**Supplied material:**
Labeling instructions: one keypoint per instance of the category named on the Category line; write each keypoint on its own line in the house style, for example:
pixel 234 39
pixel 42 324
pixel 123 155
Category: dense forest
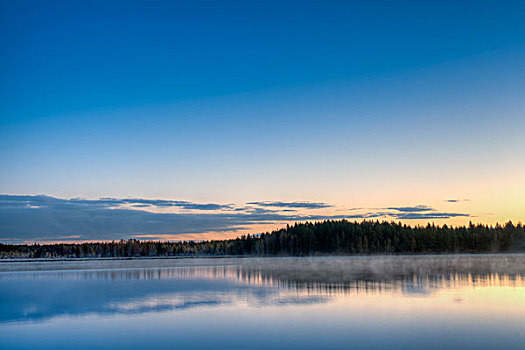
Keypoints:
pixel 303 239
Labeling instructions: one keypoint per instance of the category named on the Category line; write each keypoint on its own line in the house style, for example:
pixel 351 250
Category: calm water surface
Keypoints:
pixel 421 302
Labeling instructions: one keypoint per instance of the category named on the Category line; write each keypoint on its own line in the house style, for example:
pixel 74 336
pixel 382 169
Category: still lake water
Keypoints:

--

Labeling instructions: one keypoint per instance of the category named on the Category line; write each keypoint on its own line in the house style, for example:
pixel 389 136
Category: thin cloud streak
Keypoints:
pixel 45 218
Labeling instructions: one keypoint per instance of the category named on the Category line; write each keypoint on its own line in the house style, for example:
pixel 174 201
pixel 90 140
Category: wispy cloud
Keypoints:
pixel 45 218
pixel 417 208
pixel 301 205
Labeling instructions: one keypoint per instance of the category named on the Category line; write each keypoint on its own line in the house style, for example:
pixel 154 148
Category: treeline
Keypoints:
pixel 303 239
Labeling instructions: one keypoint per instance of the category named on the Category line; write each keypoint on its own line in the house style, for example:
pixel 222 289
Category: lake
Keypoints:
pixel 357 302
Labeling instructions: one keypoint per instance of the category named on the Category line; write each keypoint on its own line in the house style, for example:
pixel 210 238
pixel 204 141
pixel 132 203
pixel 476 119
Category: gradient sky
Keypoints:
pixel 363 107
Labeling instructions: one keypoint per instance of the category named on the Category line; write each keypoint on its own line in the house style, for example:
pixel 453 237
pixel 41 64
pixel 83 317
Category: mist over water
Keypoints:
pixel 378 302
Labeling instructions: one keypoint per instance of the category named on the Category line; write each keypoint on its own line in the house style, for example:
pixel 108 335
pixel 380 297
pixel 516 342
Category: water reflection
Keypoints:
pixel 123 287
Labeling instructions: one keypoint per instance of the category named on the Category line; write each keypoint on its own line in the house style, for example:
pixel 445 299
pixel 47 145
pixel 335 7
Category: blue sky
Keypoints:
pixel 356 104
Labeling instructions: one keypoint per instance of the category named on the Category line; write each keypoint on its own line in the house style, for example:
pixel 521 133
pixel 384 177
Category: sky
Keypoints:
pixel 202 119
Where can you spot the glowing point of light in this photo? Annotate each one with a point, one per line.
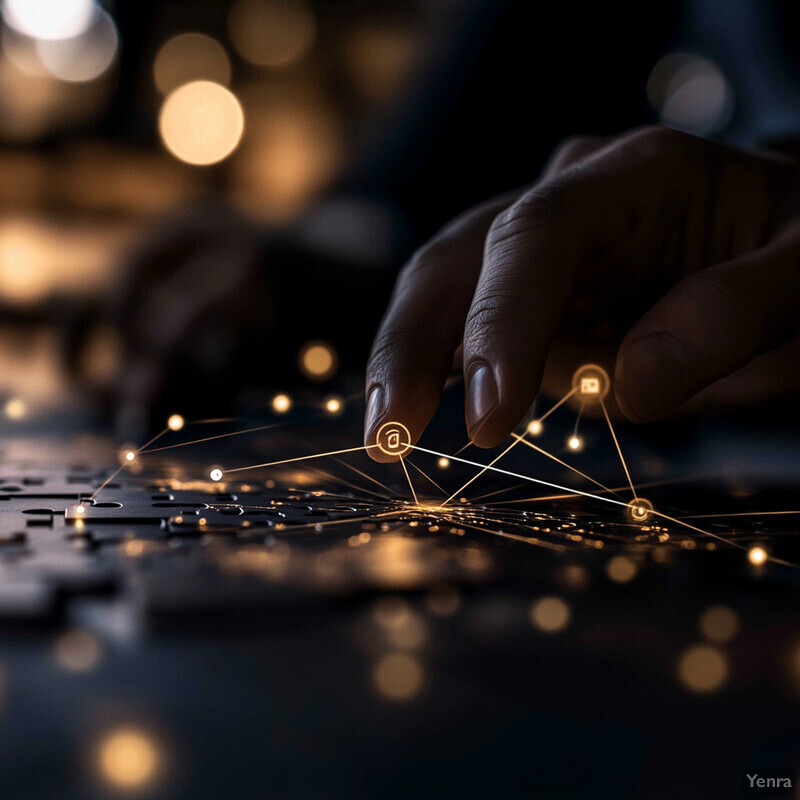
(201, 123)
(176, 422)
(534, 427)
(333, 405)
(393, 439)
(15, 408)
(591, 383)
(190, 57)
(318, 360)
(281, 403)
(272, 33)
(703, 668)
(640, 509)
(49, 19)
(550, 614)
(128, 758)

**To do:** Which lines above contain the word "lake"? Pull each of them out in full.

**Result of this task:**
Category: still lake water
Category: lake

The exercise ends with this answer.